*** Dataset content ***

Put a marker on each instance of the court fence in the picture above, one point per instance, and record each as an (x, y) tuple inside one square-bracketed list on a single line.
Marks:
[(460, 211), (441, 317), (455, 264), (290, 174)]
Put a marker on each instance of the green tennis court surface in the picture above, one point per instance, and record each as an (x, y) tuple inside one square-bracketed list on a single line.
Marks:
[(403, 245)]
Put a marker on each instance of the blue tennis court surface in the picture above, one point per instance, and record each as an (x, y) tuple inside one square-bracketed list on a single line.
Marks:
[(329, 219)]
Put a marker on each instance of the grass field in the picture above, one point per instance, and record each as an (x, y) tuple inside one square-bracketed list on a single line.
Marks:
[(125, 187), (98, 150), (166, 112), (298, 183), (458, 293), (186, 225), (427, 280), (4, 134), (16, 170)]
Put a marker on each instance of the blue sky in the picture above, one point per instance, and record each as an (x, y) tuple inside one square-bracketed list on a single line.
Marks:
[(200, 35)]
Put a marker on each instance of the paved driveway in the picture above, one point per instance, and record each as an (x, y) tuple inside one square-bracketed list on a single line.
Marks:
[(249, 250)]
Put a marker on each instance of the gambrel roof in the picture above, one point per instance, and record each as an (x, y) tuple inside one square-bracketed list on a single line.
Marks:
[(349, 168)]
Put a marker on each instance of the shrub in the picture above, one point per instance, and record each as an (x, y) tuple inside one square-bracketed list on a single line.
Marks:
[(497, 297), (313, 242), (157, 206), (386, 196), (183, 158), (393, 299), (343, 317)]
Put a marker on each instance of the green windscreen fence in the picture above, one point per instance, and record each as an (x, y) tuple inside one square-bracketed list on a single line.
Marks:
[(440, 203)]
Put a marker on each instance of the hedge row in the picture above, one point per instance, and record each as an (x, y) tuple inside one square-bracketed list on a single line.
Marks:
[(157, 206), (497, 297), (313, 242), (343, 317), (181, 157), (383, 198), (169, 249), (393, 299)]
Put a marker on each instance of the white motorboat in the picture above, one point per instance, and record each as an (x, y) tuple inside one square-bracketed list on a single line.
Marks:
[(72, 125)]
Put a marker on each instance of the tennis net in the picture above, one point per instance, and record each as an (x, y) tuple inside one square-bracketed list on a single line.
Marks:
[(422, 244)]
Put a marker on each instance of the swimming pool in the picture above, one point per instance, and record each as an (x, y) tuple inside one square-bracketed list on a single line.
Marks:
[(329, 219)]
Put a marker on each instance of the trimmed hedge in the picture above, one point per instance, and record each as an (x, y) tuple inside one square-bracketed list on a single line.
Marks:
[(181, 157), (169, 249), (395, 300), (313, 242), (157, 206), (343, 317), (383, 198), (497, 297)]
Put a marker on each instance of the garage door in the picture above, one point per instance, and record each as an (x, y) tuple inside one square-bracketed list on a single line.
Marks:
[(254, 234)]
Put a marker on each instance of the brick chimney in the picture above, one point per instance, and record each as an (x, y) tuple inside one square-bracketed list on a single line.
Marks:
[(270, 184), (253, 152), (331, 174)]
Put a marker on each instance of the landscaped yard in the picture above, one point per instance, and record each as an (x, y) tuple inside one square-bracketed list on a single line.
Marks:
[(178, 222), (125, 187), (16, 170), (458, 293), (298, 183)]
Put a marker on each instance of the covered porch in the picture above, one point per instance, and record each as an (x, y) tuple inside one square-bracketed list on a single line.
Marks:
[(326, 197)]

***

# [Required work]
For the word "blue", go through the records and show each line that carries it.

# [Answer]
Put a marker on each instance of the blue tennis court surface in the picture above, one point per instance, and record each as an (x, y) tuple inside one square-bracketed list on a single line.
Put a marker on each instance of the blue sky in the picture above, one point per instance, and record each as an (x, y) tuple inside one square-bracketed list on a single line.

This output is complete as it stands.